OBJECTIVE A: In the horse-manners thread, what is the name of the draft horse whose head has been slammed into the adult daughter's chest?
OBJECTIVE B: Copy word for word the stretch of the horse-manners thread from "## smrobs (Jul" through "the first place.".

SUPPLIED PASSAGE:
::::::::

Just wanted to add that my adult daughter DOES let the horses rub on her, despite us asking her not to because my son and I don't allow it and we would like it to be CONSISTENT...but she doesn't listen. 

I cannot count the number of times she's had Epona's huge draft horse head slammed into her chest or had the breath knocked out of her by that huge head....

It isn't a safe thing to allow this, IMO... even with a standard size horse. Their heads are big, hard, and the horses can rub or fling their heads about with more force than you realize. They do it gently, some may say....yea, today. But you cannot expect a horse to always rub gently .... or to somehow KNOW how hard is too hard.... if you believe this, you are fooling yourself and may likely find yourself with YOUR breath knocked out of you, or find yourself with a cracked rib or collar bone. It could happen at any time, regardless of how gently your horse USUALLY rubs, and you won't know what hit you until AFTER it DOES!!!


----------



## bsms (Dec 31, 2010)

Beauseant said:


> *...** Really, if your horse respects you, you shouldn't HAVE to make physical contact. JMO*...


Hmmm. I guess my mare is not respected by our geldings. She feels free to kick their butts, literally.

I've never had a horse show signs of taking offense from contact, provided they had a clue WHY we made contact.


----------



## Beauseant (Oct 22, 2010)

bsms said:


> Hmmm. I guess my mare is not respected by our geldings. She feels free to kick their butts, literally.
> 
> I've never had a horse show signs of taking offense from contact, provided they had a clue WHY we made contact.


I am not speaking of horse on horse interactions, but horse to human interactions. And MY OPINION is that if you have to physically smack, shove or punch your horse to move it out of YOUR space, you have more groundwork and respect building to do!!!!!

OFFENSE has nothing to do with, RESPECT has everything to do with it.

How can anyone see it differently? 

Your horse should respect your authority enough that a raised hand or an ugly sound is enough to remind them YOU are the alpha....

IF it takes physical contact and smacks to get your point across, then your horse needs some more respect lessons....

opinion mine


----------



## smrobs (Jul 30, 2008)

bsms said:


> I've never had a horse show signs of taking offense from contact, provided they had a clue WHY we made contact.


^^This, because sometimes you have to make contact to get that respect in the first place.


----------



## bsms (Dec 31, 2010)

Beauseant said:


> I am not speaking of horse on horse interactions, but horse to human interactions...


Guess I'm just a 'natural horsemanship' kind of guy, trying to communicate with horses in the way they use themselves. :wink:


----------



## DuffyDuck (Sep 27, 2011)

bsms said:


> Guess I'm just a 'natural horsemanship' kind of guy, trying to communicate with horses in the way they use themselves. :wink:



Or...you're on the same wave length :rofl::rofl::rofl::rofl:


----------



## Beauseant (Oct 22, 2010)

::::::::

[Location identification entries]
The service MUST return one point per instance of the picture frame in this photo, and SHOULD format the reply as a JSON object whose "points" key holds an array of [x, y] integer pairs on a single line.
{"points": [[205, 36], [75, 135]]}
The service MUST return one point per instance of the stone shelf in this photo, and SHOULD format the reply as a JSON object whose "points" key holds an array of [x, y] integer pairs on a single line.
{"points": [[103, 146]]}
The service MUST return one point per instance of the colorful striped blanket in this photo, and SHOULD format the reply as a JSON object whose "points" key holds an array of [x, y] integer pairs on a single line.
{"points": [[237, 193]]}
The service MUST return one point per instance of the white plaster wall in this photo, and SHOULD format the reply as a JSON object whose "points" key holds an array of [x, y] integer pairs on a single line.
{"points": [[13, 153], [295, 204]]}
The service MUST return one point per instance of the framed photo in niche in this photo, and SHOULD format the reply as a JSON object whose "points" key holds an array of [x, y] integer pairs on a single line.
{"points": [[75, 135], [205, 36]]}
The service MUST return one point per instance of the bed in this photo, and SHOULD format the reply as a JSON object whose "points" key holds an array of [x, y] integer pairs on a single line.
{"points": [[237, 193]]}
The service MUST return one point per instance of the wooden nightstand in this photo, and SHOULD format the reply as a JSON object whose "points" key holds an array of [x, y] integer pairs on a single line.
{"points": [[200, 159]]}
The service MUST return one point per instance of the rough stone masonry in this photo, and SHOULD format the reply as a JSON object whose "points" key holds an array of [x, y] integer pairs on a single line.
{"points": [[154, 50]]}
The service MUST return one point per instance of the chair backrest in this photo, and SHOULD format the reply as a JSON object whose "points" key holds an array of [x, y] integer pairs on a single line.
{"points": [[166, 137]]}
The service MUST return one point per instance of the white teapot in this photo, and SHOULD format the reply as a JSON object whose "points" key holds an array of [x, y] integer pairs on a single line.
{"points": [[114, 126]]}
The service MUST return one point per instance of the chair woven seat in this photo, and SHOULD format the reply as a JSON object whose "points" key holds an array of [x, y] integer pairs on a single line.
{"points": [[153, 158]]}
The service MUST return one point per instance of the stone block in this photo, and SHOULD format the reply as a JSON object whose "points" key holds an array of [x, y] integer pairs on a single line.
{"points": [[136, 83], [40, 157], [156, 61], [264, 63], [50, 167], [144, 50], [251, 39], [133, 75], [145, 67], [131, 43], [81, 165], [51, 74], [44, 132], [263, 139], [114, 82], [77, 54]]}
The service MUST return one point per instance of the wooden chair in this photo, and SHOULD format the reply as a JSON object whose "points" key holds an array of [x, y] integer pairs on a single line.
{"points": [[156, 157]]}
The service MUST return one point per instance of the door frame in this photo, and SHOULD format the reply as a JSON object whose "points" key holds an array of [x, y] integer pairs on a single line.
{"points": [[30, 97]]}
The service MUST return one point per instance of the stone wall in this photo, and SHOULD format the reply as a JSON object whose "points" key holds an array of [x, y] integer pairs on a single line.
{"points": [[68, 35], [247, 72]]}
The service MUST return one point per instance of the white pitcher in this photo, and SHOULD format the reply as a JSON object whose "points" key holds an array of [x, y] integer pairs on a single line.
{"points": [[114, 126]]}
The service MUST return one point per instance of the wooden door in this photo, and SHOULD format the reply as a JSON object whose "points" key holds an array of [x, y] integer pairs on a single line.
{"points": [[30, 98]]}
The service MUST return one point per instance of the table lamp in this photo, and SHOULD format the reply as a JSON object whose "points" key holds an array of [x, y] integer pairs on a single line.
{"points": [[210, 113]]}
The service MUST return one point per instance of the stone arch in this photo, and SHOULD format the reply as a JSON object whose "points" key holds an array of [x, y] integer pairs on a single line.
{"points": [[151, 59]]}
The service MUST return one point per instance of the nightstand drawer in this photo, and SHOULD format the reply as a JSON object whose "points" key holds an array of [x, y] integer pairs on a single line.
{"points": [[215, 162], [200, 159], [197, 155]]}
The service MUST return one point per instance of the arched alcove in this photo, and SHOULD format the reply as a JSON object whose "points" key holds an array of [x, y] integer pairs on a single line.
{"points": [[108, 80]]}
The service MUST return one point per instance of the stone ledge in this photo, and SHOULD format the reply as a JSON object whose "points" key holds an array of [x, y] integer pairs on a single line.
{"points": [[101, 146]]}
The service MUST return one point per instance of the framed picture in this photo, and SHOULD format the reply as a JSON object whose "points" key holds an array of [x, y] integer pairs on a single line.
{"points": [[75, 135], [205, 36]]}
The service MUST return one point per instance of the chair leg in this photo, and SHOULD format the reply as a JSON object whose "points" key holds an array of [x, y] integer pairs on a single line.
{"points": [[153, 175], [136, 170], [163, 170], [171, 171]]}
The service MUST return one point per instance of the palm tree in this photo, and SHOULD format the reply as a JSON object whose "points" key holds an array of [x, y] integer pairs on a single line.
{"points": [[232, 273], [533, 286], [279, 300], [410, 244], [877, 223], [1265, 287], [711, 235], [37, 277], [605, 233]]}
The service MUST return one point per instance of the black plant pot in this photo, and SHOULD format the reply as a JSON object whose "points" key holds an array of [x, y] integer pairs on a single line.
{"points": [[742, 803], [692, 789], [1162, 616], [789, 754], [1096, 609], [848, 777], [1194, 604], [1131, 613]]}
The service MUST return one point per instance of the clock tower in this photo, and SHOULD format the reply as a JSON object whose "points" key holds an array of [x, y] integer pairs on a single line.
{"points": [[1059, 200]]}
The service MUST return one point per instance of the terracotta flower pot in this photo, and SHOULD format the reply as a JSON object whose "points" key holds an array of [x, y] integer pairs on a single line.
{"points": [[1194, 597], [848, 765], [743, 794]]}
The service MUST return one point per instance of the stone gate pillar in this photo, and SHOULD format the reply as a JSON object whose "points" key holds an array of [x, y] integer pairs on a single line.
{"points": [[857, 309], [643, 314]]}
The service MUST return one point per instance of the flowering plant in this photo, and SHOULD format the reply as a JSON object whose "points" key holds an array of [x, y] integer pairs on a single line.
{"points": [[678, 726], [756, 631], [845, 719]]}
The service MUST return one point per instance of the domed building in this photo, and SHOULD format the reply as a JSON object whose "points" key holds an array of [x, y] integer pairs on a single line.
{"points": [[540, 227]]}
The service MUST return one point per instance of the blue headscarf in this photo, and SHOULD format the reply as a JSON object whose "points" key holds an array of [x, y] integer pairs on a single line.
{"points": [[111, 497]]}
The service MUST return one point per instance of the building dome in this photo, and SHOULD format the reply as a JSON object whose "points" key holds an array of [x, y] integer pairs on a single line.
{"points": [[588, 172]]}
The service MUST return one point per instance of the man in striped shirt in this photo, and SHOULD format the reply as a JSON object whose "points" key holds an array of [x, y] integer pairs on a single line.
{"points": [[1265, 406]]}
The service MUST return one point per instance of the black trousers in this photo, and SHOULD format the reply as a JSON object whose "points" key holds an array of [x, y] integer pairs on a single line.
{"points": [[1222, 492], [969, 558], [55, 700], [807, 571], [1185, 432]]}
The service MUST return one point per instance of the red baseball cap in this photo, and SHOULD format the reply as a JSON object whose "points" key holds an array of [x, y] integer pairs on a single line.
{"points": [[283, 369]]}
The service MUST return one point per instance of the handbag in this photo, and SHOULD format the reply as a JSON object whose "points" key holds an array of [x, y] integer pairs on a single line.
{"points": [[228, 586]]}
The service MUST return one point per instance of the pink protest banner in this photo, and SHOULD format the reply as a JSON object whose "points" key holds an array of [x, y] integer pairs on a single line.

::::::::

OUTPUT A: Epona

OUTPUT B:
## smrobs (Jul 30, 2008)

bsms said:


> I've never had a horse show signs of taking offense from contact, provided they had a clue WHY we made contact.


^^This, because sometimes you have to make contact to get that respect in the first place.